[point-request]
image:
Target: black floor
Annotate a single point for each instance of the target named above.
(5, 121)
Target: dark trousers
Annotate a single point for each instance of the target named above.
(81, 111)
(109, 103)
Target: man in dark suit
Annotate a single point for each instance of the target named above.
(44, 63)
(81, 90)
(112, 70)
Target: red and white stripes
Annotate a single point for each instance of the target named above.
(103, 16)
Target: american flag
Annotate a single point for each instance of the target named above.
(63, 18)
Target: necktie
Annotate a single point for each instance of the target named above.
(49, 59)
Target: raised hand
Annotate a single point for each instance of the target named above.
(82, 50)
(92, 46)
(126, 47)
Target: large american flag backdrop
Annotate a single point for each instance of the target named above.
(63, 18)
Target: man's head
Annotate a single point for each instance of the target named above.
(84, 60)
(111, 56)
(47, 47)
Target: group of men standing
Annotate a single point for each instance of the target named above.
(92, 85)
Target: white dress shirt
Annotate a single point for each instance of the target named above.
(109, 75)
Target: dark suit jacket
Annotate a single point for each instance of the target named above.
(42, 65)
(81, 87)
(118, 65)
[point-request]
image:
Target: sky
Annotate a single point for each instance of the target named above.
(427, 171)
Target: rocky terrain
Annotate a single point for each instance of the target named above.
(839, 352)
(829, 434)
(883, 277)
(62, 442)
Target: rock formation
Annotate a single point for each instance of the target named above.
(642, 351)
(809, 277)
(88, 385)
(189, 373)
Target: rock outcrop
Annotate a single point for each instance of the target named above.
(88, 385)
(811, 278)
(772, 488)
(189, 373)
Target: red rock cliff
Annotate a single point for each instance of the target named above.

To do
Reproduce all of the data above verbatim, keeping every line in its original order.

The completed task
[point-request]
image:
Target: black floor
Annotate a single point for each instance of the target named above.
(5, 121)
Target: dark trousers
Annotate a single point for each instance of the target named above.
(81, 111)
(109, 103)
Target: man in dark suit
Annotate a single point for each instance of the target named above.
(44, 63)
(81, 90)
(112, 70)
Target: red and white stripes
Annotate a single point for each instance of the target named above.
(103, 16)
Target: american flag
Annotate a single point for each instance of the target named above.
(63, 18)
Target: necktie
Annotate a single point for each instance of the target named above.
(49, 59)
Target: raised hand
Annotate a single point for each instance of the target named above.
(82, 50)
(92, 46)
(126, 47)
Target: large american flag backdrop
Annotate a single point for each instance of the target named above.
(63, 18)
Target: man's head
Annotate a single point for each instance of the target named above.
(84, 60)
(111, 56)
(47, 47)
Target: group of men standing
Annotate a single point for each instance of the target named above.
(92, 85)
Target: white dress shirt
Annotate a single point for each instance of the target named above.
(109, 75)
Target: dark suit jacket
Annotate a single point for each instance of the target named above.
(42, 65)
(81, 87)
(118, 65)
[point-request]
image:
Target: sky
Annotate a single point for each instance of the target named above.
(427, 171)
Target: rocky terrain
Annotate a single point for each instance of the target named above.
(839, 352)
(829, 434)
(883, 277)
(62, 442)
Target: rock formation
Annotate a single point for each instance of the target named above.
(642, 351)
(809, 277)
(88, 385)
(189, 373)
Target: rock outcrop
Annotate a single point for each instance of the target named above.
(88, 385)
(811, 278)
(772, 488)
(189, 373)
Target: red rock cliff
Annotate a single point for each instance of the target named above.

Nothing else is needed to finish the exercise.